*Exercise 1*
In the thread on registering mini goats, transcribe the passage that begins at the words "Yeah, I just" and stops after the words "(Jul 19, 2014)".
*Exercise 2*
Decide whether each statement below agrees with the thread on registering mini goats. Answer yes or no, and quote the deciding words of the thread.
(a) The buck in the first post is an ADGA registered Nigerian Dwarf.
(b) The person at ADGA who replied seemed glad to help with the question.
(c) Registering an F1 with MDGA always requires pictures of the dam's and sire's registration papers.

# How to register minis



## groovyoldlady (Jul 21, 2011)

OK, so this year I'll probably (God willing) be having two LaManchas kid out with F1 mini Munchies.

I can't register them with ADGA, can I? The does are both ADGA registered LaManchas and the buck is an ADGA registered Nigerian Dwarf.

If they can't be registered with ADGA, is there a registry for F1's?

I want to know so I can pass the scoop on to potential buyers...

Thanks!


----------



## deerbunnyfarm (Dec 14, 2015)

From what I've been told you can't register them with adga, but you can with mdga!! I really like the mdga website, it's easy to navigate and they even do online shows!


----------



## groovyoldlady (Jul 21, 2011)

Yeah, I just checked with ADGA and the person who responded seemed offended that I even asked. (Darn those Nigerians! ;-) ) I'll look into MDGA to see what's involved. Thanks!


----------



## Suzanne_Tyler (Jul 19, 2014)

Yes, they do F1s. I recently registered 2, you just have to give them pictures of the goat (body and profile) and of the dam's and sire's registration papers if they aren't MDGA registered.


----------



## lottsagoats1 (Apr 12, 2014)

I'm going to be registering mine with MDGA.


----------

*Material provided*
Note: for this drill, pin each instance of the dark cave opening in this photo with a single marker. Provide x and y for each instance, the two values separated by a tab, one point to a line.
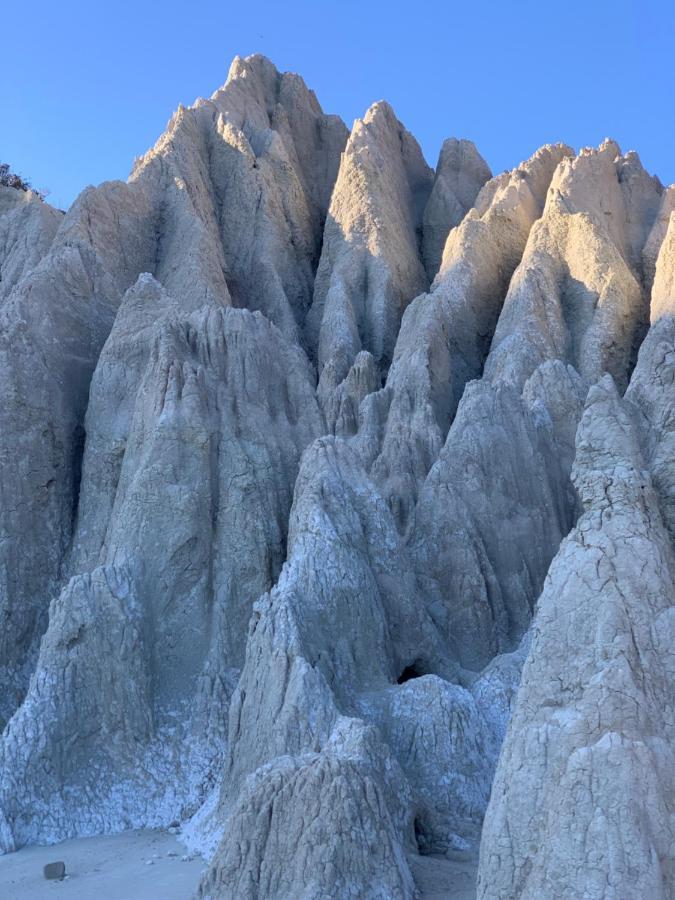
414	670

*Final answer 1*
Yeah, I just checked with ADGA and the person who responded seemed offended that I even asked. (Darn those Nigerians! ;-) ) I'll look into MDGA to see what's involved. Thanks!


----------



## Suzanne_Tyler (Jul 19, 2014)

*Final answer 2*
(a) Yes: "the buck is an ADGA registered Nigerian Dwarf."
(b) No: "the person who responded seemed offended that I even asked."
(c) No: "of the dam's and sire's registration papers if they aren't MDGA registered."